**Check your understanding**:
[1] Could you reproduce the passage on color vision, starting at "In typical abnormal" and ending at "<1% green-blind dichromats.", but swap "hereditary" for "inherited"?
[2] Can you pick up the passage on color vision after its final sentence and carry it on?
** Provided text follows **
People see colours initially because of the cone-shaped cells in the eye. These hold pigments that are receptive to different wavelengths of light. Roughly speaking, they are able to receive primarily “red” (actually, nearer to yellow-orange) or green, or blue wavelengths (again, nearer to indigo) with a certain degree of spread to either side, comprising trichromatic vision. (These are often referred to as Long, Medium and Short wave receptors, but Red, Green and Blue are still used at times, and may be easier to understand.) Figure 1 illustrates this relationship.
The rods are receptive to wavelengths between blue and green, but only as luminosity. There are about twice as many red cones (60%) as green (30%), and about 10% of cones are optimised for blue. The blue cones are particularly scarce around the fovea.
The cones don’t directly report on the colours received, but rather interact with other circuits in the brain, so that certain signals are ‘added’ together, and others are ‘subtracted’ from each other. The final subjective perception is also affected by psychological and linguistic issues. This work only deals with the wavelengths received by the cones, as only those can be influenced by the designer.
In typical abnormal colour vision, there are varying degrees of difficulty with one of these receptors. Most colour blindness involves red or green, and is hereditary via the X chromosome, and hence affects men more frequently than women. It is commonly accepted that 8% of men are colour blind to some extent. This is made up of roughly 5% green-insensitive trichromats, 1% red-insensitive trichromats, <1% red-blind and <1% green-blind dichromats.
In an anomalous trichromat, the colour reception of the green cones is shifted towards the red end of the spectrum, to a greater or lesser degree; or else the reception of the red cones is shifted towards the green part of the spectrum. Hence the range of deficiency varies greatly, according to the degree of shift in wavelength reception. In a dichromat, either the red or the green pigment is totally missing.
** End of Provided text **
** Data to examine follows **
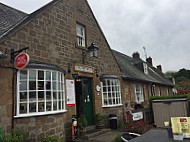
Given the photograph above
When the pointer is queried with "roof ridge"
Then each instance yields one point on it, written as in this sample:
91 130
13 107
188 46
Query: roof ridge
13 8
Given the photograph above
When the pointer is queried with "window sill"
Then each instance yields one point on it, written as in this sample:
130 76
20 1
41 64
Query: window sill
38 114
108 106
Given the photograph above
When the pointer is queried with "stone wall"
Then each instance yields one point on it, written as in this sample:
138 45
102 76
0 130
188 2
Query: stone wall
51 36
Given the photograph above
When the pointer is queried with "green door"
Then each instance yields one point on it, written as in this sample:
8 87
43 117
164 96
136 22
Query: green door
87 100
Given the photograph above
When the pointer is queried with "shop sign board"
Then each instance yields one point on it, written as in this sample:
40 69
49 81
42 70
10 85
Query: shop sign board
21 60
70 88
137 116
84 68
181 125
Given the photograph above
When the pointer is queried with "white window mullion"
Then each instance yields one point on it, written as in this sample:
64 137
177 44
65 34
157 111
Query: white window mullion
18 92
57 90
36 90
51 91
44 91
102 93
27 90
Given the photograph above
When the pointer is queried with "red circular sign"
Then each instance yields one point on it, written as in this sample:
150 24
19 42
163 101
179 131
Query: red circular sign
21 60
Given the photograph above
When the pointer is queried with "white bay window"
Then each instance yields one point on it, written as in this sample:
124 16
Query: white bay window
111 93
139 93
40 92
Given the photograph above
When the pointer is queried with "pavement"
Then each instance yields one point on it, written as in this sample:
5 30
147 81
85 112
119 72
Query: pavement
108 137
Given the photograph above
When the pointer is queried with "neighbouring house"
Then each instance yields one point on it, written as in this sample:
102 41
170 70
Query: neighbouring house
72 71
61 79
140 80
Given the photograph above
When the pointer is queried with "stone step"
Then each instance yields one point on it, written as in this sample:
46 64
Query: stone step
98 133
92 133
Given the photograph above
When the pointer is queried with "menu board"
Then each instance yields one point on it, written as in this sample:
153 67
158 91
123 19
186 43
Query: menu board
70 92
181 125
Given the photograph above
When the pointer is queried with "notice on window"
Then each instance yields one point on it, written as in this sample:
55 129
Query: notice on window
181 125
70 88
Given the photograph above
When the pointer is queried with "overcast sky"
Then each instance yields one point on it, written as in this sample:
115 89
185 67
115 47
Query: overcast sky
162 26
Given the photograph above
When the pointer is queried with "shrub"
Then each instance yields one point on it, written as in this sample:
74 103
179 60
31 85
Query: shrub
169 97
139 126
16 136
51 139
117 138
82 122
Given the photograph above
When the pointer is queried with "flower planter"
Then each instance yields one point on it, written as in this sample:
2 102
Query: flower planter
170 133
128 136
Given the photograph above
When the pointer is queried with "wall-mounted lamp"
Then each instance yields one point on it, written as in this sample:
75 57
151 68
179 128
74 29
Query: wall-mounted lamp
15 53
93 49
96 71
2 55
69 68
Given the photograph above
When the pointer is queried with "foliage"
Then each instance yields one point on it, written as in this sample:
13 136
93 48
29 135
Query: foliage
51 139
169 97
117 138
182 79
1 133
99 118
16 136
82 122
139 126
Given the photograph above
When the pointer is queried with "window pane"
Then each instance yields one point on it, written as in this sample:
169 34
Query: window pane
54 85
48 95
32 85
32 74
53 76
23 85
40 75
59 105
40 106
23 74
54 105
32 107
41 95
32 96
48 106
23 108
23 96
40 85
55 95
48 85
48 75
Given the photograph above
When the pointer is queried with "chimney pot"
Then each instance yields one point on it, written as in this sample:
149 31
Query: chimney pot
136 55
159 67
149 61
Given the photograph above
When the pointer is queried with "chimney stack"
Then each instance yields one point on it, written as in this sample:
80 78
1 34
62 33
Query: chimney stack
149 61
136 55
159 67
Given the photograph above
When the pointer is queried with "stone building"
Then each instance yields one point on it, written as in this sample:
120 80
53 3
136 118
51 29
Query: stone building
35 98
140 80
63 77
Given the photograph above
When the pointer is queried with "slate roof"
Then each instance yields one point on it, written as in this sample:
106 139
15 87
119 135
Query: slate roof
24 18
130 71
9 17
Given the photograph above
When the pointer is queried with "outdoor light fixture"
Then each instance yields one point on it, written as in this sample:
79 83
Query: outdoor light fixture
2 55
93 49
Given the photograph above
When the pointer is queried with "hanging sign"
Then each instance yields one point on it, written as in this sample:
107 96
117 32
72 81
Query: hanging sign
21 60
137 116
84 68
70 92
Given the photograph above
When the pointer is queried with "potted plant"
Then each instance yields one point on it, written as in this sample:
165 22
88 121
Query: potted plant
82 123
99 120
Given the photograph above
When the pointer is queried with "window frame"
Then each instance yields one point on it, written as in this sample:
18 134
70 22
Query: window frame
145 66
140 91
81 38
59 92
114 90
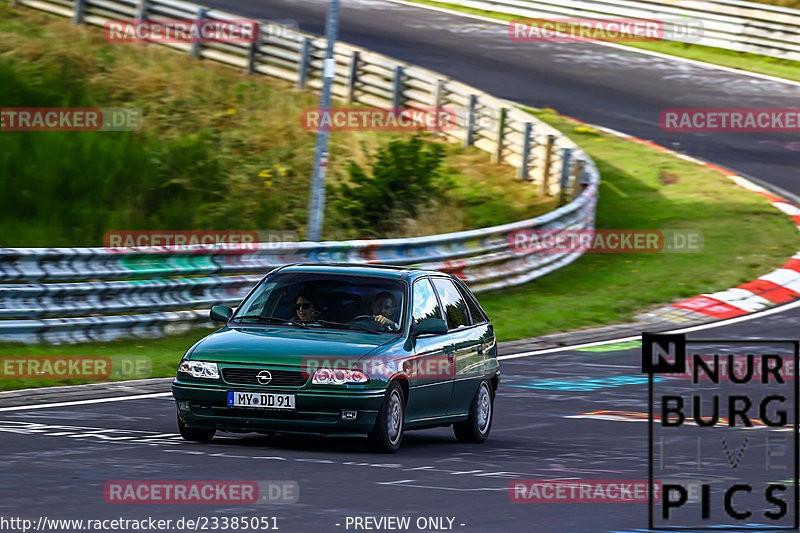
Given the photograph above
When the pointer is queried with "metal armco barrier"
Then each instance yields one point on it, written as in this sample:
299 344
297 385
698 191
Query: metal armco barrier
67 295
730 24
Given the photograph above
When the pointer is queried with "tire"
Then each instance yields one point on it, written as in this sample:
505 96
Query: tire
195 434
475 429
387 434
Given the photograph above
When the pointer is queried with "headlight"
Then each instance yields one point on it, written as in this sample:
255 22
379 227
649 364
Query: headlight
199 369
338 376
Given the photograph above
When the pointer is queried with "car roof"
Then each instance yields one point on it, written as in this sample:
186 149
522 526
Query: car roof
367 269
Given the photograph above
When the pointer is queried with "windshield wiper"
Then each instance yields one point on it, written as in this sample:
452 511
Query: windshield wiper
296 322
272 319
346 326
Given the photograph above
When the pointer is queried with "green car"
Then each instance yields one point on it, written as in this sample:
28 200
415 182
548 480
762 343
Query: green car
344 350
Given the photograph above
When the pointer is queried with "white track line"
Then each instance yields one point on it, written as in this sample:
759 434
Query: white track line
726 322
611 45
84 402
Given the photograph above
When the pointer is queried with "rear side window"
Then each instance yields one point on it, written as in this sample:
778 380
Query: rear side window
455 309
424 303
477 313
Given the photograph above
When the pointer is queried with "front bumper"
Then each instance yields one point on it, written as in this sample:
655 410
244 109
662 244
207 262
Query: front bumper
318 412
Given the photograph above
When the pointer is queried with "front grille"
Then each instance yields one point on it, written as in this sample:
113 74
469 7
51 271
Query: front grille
280 378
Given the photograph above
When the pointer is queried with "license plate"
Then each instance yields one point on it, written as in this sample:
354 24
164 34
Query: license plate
263 400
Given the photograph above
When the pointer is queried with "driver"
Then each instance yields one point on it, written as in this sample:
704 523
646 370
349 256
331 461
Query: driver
306 308
383 308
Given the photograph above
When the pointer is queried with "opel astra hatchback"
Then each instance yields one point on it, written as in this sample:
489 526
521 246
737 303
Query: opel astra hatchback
344 350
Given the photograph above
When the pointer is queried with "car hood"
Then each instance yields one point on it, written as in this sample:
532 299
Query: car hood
284 346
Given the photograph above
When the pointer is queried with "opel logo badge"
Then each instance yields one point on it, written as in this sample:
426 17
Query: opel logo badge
264 377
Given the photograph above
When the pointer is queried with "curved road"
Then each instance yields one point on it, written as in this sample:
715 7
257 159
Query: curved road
57 459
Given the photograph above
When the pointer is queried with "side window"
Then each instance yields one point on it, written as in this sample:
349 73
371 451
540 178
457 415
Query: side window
455 309
478 315
424 303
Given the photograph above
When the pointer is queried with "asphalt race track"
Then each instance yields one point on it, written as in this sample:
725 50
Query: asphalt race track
56 460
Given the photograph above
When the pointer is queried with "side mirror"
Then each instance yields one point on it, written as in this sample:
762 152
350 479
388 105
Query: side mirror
220 313
433 326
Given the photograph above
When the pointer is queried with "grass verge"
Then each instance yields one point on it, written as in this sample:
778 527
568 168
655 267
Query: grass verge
642 188
218 150
771 66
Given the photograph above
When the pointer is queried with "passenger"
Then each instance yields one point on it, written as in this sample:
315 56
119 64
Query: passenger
306 308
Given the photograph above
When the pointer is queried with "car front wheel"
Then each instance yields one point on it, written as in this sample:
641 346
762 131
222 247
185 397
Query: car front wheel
195 434
388 431
476 427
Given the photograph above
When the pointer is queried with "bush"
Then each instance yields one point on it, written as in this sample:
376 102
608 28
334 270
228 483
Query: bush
406 176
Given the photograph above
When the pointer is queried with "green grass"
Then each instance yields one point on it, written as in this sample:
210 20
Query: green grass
** End of Data to examine **
**Answers below**:
[1]
In typical abnormal colour vision, there are varying degrees of difficulty with one of these receptors. Most colour blindness involves red or green, and is inherited via the X chromosome, and hence affects men more frequently than women. It is commonly accepted that 8% of men are colour blind to some extent. This is made up of roughly 5% green-insensitive trichromats, 1% red-insensitive trichromats, <1% red-blind and <1% green-blind dichromats.

[2]
In a red-blind dichromat (protanope), there is an additional complication, not compensated for in the palettes on this site. When the red cones are not there, the overall level of the light received by the eye is reduced, as so many cones are normally tuned to red, and receive the upper wavelengths (see Figure 1). This means that colours with a lot of red will seem darker than shown in the palettes. So red text on a black background causes particular difficulty.
This phenomenon is unusual among women, with 0.4% of women having any sort of colour vision deficiency at all, 0.38% being deuteranomalous (that is, deficient in receiving green). Only about .005% of the population (male and female) are totally colour blind, and 0.003% have tritanopia, or blue-blindness.
However, oddly enough, this doesn’t simply affect how one perceives red or green, but also colours which vary from each other by the amount of red or green they contain. In addition, because Protanopes are less sensitive to light at the red end of the spectrum (because such a large proportion of the cones are tuned to the longer wavelengths), colours in this area appear darker to them. Deuteranopes do not see this luminosity difference, as the other cones and rods can compensate.